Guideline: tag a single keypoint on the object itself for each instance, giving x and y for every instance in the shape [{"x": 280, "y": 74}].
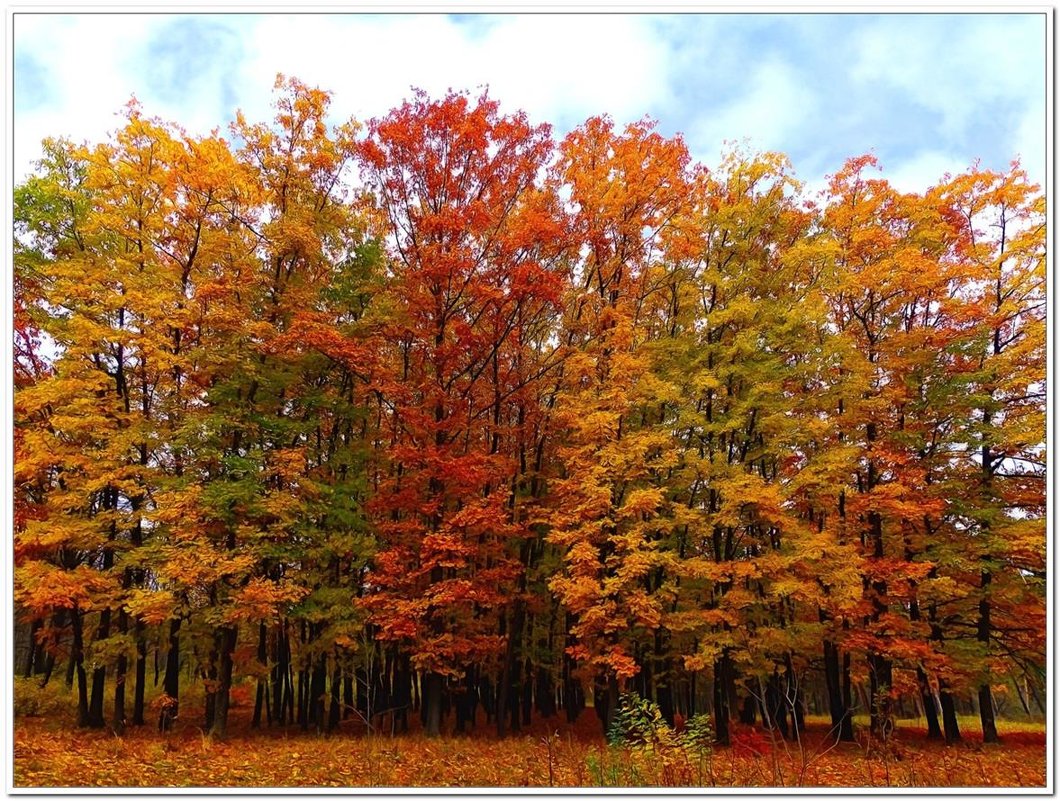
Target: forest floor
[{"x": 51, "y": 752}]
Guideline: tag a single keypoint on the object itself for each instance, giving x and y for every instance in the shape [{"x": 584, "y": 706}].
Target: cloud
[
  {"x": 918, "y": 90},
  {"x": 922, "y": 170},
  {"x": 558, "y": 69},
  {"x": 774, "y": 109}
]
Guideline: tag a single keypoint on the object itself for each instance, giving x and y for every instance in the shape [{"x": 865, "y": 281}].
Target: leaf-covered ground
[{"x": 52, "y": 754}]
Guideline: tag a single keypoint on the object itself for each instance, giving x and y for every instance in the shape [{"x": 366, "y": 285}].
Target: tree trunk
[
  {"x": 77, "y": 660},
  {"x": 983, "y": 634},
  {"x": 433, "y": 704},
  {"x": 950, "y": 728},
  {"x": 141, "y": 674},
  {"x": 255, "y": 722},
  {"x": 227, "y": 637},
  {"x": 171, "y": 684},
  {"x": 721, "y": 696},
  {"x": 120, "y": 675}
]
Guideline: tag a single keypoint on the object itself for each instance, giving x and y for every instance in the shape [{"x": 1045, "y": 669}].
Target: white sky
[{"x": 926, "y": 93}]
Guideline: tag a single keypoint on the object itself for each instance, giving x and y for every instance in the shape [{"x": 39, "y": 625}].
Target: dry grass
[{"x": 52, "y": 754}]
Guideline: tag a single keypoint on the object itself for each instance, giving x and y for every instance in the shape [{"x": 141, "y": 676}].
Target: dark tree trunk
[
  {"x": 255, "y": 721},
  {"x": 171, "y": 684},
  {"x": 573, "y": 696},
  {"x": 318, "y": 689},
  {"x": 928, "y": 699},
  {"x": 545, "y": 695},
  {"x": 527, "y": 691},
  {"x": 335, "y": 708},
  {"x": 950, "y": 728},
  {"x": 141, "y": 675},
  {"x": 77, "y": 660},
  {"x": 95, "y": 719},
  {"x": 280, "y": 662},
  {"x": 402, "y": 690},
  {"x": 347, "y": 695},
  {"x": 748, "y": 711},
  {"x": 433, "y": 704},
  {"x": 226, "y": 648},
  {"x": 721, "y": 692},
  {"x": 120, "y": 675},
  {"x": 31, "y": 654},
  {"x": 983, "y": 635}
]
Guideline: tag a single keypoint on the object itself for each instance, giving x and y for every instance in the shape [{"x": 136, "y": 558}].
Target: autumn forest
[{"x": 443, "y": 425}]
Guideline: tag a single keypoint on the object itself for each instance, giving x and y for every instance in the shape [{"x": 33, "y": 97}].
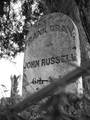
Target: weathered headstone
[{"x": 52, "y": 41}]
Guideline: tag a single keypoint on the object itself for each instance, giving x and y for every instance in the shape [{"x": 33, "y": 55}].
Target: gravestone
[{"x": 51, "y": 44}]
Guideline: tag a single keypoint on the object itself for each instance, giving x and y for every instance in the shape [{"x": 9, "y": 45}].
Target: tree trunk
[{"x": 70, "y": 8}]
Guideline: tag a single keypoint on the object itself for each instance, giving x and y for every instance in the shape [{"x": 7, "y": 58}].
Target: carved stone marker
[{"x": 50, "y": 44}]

======

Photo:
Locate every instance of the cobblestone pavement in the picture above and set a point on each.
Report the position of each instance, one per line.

======

STATED PROBLEM »
Find each line in the data above that contains the string "Target", and copy those lines out in full.

RESULT FOR THIS TASK »
Target: forest floor
Target: cloud
Target: leaf-covered ground
Target: tree trunk
Target: white sky
Target: dry grass
Target: dark tree trunk
Target: autumn forest
Target: weathered headstone
Target: gravestone
Target: tree trunk
Target: carved stone marker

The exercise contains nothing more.